Objective
Find every line in the rows below that contains the word "black" and copy each one out in full.

Dataset excerpts

----------

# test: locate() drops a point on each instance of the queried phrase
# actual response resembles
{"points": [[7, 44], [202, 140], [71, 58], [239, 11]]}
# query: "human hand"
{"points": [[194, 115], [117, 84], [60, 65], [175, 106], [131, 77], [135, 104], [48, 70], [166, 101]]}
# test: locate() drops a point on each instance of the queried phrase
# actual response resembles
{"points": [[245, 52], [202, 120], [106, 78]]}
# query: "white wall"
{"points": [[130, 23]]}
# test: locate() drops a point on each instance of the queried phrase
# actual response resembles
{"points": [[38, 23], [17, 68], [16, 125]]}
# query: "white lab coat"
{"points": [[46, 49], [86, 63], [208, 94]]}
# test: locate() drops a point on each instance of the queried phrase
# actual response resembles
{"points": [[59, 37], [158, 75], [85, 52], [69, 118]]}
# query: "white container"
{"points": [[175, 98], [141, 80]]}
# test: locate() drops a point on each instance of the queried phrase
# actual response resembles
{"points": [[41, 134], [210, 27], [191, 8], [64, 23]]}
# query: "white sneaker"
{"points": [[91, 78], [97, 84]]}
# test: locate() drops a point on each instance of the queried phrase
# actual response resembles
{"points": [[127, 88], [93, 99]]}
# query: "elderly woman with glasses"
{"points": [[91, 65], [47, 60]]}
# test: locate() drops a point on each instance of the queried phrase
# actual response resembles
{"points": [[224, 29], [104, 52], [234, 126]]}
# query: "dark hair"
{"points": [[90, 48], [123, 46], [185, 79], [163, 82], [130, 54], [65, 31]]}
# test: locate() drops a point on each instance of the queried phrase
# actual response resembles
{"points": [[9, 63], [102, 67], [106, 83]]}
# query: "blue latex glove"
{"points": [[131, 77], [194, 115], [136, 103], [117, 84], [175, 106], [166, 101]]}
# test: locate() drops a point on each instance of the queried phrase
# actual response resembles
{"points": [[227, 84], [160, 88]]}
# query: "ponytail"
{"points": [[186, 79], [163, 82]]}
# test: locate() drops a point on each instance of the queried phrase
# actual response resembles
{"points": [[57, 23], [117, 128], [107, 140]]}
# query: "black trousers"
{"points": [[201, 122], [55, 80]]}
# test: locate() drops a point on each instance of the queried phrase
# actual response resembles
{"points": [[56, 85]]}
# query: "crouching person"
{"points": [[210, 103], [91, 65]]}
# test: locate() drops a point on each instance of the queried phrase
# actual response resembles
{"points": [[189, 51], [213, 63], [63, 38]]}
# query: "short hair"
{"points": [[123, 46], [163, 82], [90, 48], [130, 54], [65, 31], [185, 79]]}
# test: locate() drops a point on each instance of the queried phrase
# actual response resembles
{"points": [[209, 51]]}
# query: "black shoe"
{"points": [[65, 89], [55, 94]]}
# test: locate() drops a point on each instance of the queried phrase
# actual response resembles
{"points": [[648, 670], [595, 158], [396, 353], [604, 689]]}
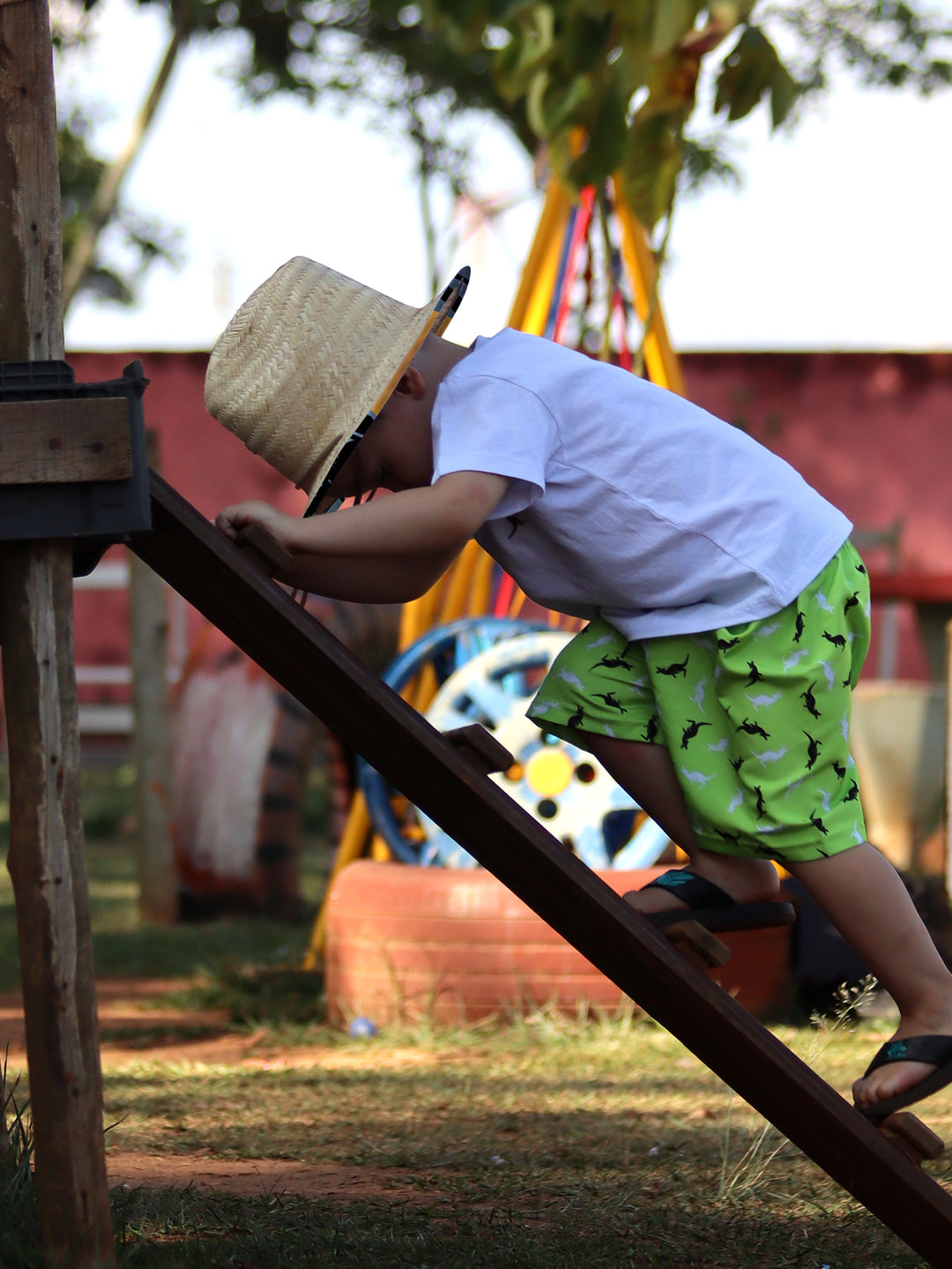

----------

The completed task
# query: "black trousers"
# query: "black shoe"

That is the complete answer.